Six Construction Lending Pitfalls to Avoid

By Keith Schlemlein, President, NWCC Inc.

  1. Using the wrong Cost Breakdown form on your construction project.
    I don't know how many times I have seen this one. We will be working with a lender on a new construction project. We get the Cost Breakdown / Inspection form and it is the bank's standard form with standard percentages for each line item component. Many times these standard forms do not reflect the costs for the project they are being used on. The result is a frustrated borrower and builder trying to make the form fit without much success. It has been our experience that it is best to use a customized form that you can plug the builder's numbers into and that the builder can use for reference later. Our software, The Construction Manager, allows the lender to make a form easily fit an individual project yet also comes with a standard form in which you can simply enter dollar values for each line item.
  2. Inconsistent inspections.

= = = =

Write the next part of the construction lending pitfalls article, starting right after its last line. The records have nothing to do with anything asked here.

=== Record excerpts ===
= = = =

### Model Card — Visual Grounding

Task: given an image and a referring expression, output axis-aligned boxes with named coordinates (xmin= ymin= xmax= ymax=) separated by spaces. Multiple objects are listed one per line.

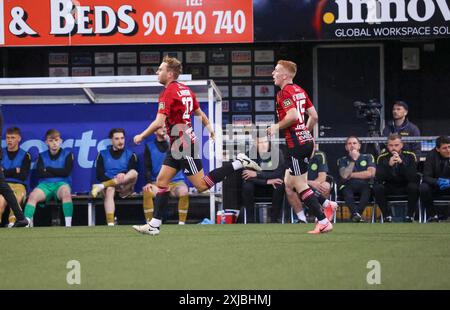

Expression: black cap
xmin=394 ymin=100 xmax=409 ymax=111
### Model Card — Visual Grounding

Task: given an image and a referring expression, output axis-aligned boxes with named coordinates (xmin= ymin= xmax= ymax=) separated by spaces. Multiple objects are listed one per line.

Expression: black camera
xmin=353 ymin=99 xmax=383 ymax=121
xmin=353 ymin=99 xmax=383 ymax=136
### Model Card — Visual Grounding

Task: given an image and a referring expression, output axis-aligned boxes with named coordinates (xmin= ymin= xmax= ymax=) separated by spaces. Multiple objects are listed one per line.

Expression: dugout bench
xmin=41 ymin=192 xmax=222 ymax=226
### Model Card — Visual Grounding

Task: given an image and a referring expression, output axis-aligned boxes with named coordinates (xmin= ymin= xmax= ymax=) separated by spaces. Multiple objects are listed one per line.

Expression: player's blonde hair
xmin=277 ymin=60 xmax=297 ymax=77
xmin=163 ymin=56 xmax=183 ymax=80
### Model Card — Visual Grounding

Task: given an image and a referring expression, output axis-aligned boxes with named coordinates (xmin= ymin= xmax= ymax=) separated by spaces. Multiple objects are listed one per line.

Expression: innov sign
xmin=323 ymin=0 xmax=450 ymax=24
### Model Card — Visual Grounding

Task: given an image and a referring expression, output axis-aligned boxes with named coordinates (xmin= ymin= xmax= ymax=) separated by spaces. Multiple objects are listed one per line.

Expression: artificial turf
xmin=0 ymin=223 xmax=450 ymax=290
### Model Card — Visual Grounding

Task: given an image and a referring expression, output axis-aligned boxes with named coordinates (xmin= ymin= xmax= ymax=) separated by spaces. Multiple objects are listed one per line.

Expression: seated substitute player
xmin=0 ymin=127 xmax=31 ymax=227
xmin=143 ymin=127 xmax=189 ymax=225
xmin=25 ymin=129 xmax=73 ymax=227
xmin=267 ymin=60 xmax=335 ymax=234
xmin=91 ymin=128 xmax=138 ymax=226
xmin=338 ymin=136 xmax=376 ymax=222
xmin=373 ymin=134 xmax=419 ymax=223
xmin=133 ymin=57 xmax=261 ymax=235
xmin=0 ymin=109 xmax=29 ymax=228
xmin=420 ymin=136 xmax=450 ymax=222
xmin=286 ymin=150 xmax=337 ymax=223
xmin=240 ymin=136 xmax=285 ymax=223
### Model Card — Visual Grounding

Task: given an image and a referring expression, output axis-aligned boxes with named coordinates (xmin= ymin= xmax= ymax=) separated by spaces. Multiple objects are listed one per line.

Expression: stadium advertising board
xmin=0 ymin=0 xmax=254 ymax=46
xmin=254 ymin=0 xmax=450 ymax=42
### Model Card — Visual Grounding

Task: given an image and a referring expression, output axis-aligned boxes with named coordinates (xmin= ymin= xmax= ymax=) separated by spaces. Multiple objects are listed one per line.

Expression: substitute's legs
xmin=56 ymin=185 xmax=73 ymax=227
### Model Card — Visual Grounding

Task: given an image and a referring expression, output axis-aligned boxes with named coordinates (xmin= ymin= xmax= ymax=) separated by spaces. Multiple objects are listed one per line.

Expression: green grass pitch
xmin=0 ymin=223 xmax=450 ymax=290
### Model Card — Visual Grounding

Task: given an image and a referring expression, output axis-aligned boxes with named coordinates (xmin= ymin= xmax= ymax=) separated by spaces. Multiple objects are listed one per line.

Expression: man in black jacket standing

= = = =

=== Response to this task ===
    Some lenders will use different inspectors in their various areas of operations. The problem here is in consistency of inspections and results. If a lender has inspectors that are not all consistent in their inspection methodology then the result can be delays in draws and upset customers. At NWCC all our inspectors are trained to follow a set procedure for doing inspections. This results in consistent and reliable inspections for our customers.
  3. Not requesting photos.
    The old adage is true: "A picture is worth a thousand words" - especially when it comes to trying to solve discrepancies between what a builder is requesting and what the inspector gave them credit for. It is our belief that the more information you can give to the draw processor the better able they will be to resolve these types of problems. Photos are one of the best ways to do this. At NWCC we provide two photos of each inspection, one interior and one exterior.
  4. Allowing multiple inspections throughout the month.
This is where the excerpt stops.